- _Task instructions_
Whichever lines include the word "below", copy them as they appear in the data.

[Saved entries]
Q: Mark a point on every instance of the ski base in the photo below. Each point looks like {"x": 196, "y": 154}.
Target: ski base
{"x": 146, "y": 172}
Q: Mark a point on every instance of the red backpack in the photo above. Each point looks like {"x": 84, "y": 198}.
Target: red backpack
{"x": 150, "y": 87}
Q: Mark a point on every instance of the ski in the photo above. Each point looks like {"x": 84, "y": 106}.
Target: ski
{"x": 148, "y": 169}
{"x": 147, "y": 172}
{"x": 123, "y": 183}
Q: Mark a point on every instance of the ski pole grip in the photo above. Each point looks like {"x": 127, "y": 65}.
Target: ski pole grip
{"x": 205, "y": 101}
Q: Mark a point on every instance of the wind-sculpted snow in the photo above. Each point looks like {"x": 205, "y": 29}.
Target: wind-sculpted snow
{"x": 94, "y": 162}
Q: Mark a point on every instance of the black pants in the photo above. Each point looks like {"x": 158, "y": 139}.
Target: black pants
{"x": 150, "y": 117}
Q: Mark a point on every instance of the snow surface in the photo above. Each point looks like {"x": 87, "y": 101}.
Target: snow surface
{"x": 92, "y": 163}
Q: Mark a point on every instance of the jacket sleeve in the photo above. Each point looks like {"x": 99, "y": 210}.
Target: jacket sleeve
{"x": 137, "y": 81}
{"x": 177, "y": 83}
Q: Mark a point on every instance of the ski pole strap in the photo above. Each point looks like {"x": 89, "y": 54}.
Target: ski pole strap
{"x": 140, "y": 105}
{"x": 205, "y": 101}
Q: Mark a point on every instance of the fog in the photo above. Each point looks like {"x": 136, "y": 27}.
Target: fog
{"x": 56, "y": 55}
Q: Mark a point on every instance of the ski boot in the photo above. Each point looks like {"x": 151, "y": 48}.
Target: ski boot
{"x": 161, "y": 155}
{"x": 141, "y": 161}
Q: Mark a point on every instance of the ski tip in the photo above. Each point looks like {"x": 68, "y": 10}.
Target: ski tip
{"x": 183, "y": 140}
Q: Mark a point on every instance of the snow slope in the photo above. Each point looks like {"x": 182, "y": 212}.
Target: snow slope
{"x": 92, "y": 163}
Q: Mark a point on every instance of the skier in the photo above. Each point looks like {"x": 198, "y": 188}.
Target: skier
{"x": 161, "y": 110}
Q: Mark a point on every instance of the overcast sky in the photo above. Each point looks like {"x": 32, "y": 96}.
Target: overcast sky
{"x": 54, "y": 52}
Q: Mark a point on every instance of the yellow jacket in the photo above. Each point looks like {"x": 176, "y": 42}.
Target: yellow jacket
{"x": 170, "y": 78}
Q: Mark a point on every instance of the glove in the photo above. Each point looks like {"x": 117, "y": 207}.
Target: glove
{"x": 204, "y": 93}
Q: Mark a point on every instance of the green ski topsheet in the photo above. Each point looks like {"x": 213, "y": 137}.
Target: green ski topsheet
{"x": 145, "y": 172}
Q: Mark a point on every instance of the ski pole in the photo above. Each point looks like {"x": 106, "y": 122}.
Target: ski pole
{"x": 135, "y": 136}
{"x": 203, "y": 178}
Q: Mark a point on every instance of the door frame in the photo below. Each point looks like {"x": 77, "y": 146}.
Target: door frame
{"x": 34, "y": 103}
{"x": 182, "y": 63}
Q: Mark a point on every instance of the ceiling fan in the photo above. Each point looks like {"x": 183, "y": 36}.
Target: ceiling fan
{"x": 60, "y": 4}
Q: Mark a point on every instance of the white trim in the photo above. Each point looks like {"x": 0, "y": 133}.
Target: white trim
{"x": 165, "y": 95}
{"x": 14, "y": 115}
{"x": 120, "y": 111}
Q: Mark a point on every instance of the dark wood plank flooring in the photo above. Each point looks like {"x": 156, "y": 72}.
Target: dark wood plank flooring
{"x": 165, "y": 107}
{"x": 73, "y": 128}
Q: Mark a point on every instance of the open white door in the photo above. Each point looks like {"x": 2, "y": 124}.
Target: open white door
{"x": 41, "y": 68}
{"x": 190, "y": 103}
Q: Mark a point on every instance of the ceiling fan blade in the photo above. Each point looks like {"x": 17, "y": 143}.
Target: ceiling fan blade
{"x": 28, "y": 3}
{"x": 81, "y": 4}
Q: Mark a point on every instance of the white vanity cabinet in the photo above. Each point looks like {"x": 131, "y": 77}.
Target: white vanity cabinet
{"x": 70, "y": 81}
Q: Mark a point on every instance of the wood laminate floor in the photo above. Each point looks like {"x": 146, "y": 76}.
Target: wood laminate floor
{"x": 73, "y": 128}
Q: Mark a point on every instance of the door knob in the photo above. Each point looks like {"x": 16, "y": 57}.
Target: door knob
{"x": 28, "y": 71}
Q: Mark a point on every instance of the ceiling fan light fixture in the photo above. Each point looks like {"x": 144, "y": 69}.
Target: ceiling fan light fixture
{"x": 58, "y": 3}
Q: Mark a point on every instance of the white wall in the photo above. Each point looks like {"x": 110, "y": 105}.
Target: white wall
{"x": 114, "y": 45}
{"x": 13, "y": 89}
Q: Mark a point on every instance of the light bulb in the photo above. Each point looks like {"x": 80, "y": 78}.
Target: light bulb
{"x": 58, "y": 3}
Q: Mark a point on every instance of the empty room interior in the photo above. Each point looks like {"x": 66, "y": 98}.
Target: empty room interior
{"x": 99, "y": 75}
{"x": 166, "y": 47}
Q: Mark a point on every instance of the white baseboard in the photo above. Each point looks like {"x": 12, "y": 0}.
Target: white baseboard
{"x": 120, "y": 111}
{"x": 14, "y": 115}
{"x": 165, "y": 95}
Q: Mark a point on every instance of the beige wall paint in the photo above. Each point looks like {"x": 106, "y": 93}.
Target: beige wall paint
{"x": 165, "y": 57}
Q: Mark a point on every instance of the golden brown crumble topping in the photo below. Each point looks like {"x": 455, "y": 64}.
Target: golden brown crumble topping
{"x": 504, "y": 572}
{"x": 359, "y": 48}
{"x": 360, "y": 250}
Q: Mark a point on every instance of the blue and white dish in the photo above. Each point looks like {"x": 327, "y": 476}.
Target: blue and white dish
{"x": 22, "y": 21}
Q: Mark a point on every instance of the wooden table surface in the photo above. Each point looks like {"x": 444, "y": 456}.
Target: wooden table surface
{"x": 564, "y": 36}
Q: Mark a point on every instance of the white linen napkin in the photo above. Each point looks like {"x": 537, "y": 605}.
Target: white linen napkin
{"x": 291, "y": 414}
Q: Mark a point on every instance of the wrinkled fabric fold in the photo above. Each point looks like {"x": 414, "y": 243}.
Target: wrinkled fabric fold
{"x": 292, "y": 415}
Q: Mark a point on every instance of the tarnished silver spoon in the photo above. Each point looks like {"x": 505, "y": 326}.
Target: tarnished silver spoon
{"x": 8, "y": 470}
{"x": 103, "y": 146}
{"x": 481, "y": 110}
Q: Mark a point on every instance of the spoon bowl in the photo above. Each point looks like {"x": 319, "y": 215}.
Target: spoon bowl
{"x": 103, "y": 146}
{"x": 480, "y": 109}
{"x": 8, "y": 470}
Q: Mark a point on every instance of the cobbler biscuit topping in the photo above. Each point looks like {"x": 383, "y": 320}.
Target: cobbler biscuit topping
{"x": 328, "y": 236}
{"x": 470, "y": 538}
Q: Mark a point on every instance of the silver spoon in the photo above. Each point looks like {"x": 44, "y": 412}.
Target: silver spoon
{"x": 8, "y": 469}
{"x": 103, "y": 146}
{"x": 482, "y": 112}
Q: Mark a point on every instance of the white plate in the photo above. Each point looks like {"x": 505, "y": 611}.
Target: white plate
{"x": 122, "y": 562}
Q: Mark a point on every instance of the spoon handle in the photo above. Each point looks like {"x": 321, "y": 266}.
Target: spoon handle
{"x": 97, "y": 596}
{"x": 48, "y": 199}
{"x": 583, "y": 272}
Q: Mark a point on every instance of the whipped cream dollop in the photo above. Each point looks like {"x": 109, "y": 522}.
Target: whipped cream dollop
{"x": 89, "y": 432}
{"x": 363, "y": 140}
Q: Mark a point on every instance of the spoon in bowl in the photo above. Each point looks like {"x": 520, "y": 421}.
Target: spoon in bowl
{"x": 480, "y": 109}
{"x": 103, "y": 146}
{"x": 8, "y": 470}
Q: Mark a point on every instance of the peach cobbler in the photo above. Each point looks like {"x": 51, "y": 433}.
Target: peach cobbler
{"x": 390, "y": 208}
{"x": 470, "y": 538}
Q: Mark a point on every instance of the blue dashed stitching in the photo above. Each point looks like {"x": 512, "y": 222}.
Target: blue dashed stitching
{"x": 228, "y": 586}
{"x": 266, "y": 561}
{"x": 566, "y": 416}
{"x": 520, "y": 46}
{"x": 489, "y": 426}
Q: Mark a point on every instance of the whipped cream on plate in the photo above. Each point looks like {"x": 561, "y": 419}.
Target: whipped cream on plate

- _Exercise output_
Q: Mark a point on every instance of the ski base in the photo below. Each point looks like {"x": 196, "y": 154}.
Q: Mark a point on every instance of the door frame in the photo below. Each point looks like {"x": 77, "y": 146}.
Q: Mark a point on every instance of the golden brown crumble topping in the photo below. Each point looks like {"x": 455, "y": 64}.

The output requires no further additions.